--- Start of EXTRACT TO READ ---

Joseph Gordon-Levitt. Oh man, how Nolan kept all of us guessing for months about the role that Gordon-Levitt was playing. Would be be a bad guy? Would he be Robin? Nightwing? Azrael? By the end of the movie, it was obvious Nolan intended for Blake to carry on in Bruce Wayne’s boots. The clincher? Blake’s real name was Robin. And how about the ending in which Blake, working from directions given him by Batman, finds the Batcave and steps on a platform which rises under him? Future Dark Knight Rising, anyone?

Returning characters: Jonathan Crane, AKA Scarecrow, and most importantly Liam Neeson as Ra’s al Ghul, made this feel like a circle-completing movie. I totally understand why Nolan didn’t want to bring the late Heath Ledger back as the Joker even though I’m sure there were many ways he could have done so. Still, seeing Crane and Ra’s al Ghul made me want something … just a little something … to acknowledge the Joker.

The ending. It was obvious that Nolan intended to take his Christian Bale Bruce Wayne/Batman off the chess board before Warner Bros. could sully the character with any Justice League or Batman vs. Superman movies. I didn’t seriously think Nolan would kill Bruce Wayne off, but he did something just as dramatic: He retired him. And, for the most part, it felt right. And it made me glad that they did it in a way that ushered in a new Batman.

What didn’t work:

Batman’s eight-year absence. So after lifelong friend Rachel dies at the hands of the Joker in “The Dark Knight,” Bruce – motivated not only by grief but the idea that the law-abiding people of Gotham no longer need him – decides to become a recluse and STOP FIGHTING CRIME? No. No way in the world. The implausibility might have been lessened, to some extent, if we had seen a montage of scenes of Batman up on a fire escape, ready to swoop in if a mugger approached a family in one of Gotham’s most notorious alleys, only to realize he was no longer needed.

And doesn’t Batman’s hiatus contradict one of the premises of this movie? For eight years Gotham has been a peaceful place. So Bane traps most of Gotham PD underground (and don’t even get me started on how stupid it was to send all the cops – all of them – into the sewers) and the peaceful people of Gotham City decide to riot?

Bane. It’s a sign of how strong the rest of “The Dark Knight Rises” is that the movie works despite the fact that Bane is the weakest villain of the three movies. Even the Scarecrow was a better character. Sure, Bane is a tough guy and a good fighter. But Ledger’s Joker gleefully killed guys like that in “The Dark Knight.” And having Liam Neeson return as Ra’s al Ghul, even in a dream sequence and in the person of a good younger double, just emphasized how much more interesting his character was compared to Bane.

--- End of EXTRACT TO READ ---

**AIM 1**: In the movie review above, replace "Bane" with "the masked villain" and write out everything from "And doesn’t Batman’s" down to "compared to Bane.".
**AIM 2**:
Answer these questions using the movie review above:
(a) For how many years has Gotham been a peaceful place?
(b) What was Blake's real name?
(c) Which actor did Nolan not bring back as the Joker?
**AIM 3**:
Decide whether each statement agrees with the movie review above. Answer yes or no, and quote the words from the review that settle it.
(a) The reviewer seriously expected Nolan to kill Bruce Wayne off.
(b) The reviewer considers the Scarecrow a better character than Bane.
(c) The reviewer felt that retiring Bruce Wayne was the wrong choice.

--- Start of RECORDS ---

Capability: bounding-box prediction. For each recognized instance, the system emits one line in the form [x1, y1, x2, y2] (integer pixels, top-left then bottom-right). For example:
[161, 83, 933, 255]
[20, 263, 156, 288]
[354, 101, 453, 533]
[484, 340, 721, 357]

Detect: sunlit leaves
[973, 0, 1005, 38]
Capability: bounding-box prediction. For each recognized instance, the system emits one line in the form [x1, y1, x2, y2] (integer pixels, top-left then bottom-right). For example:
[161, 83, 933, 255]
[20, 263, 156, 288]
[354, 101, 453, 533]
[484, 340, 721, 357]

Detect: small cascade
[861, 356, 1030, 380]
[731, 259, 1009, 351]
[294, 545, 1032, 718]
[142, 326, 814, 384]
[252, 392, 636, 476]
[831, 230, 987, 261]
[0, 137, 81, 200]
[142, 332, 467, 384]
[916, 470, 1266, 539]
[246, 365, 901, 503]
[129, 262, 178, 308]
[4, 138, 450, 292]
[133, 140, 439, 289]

--- End of RECORDS ---
--- Start of RECORDS ---

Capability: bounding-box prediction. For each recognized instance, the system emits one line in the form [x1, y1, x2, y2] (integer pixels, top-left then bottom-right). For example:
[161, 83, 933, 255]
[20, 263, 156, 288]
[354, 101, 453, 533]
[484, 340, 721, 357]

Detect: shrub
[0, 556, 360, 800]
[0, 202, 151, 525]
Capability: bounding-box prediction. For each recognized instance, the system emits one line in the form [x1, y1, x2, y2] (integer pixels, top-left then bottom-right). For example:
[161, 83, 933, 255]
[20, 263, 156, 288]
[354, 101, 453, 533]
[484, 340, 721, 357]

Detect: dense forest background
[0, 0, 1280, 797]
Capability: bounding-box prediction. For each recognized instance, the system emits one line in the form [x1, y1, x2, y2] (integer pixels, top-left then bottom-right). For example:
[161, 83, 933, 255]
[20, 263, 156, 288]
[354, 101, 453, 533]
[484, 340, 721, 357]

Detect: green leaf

--- End of RECORDS ---

**EXPECTED ANSWER 1**:
And doesn’t Batman’s hiatus contradict one of the premises of this movie? For eight years Gotham has been a peaceful place. So the masked villain traps most of Gotham PD underground (and don’t even get me started on how stupid it was to send all the cops – all of them – into the sewers) and the peaceful people of Gotham City decide to riot?

the masked villain. It’s a sign of how strong the rest of “The Dark Knight Rises” is that the movie works despite the fact that the masked villain is the weakest villain of the three movies. Even the Scarecrow was a better character. Sure, the masked villain is a tough guy and a good fighter. But Ledger’s Joker gleefully killed guys like that in “The Dark Knight.” And having Liam Neeson return as Ra’s al Ghul, even in a dream sequence and in the person of a good younger double, just emphasized how much more interesting his character was compared to the masked villain.

**EXPECTED ANSWER 2**:
(a) Eight years.
(b) Robin.
(c) Heath Ledger.

**EXPECTED ANSWER 3**:
(a) No: "I didn’t seriously think Nolan would kill Bruce Wayne off"
(b) Yes: "Even the Scarecrow was a better character."
(c) No: "And, for the most part, it felt right."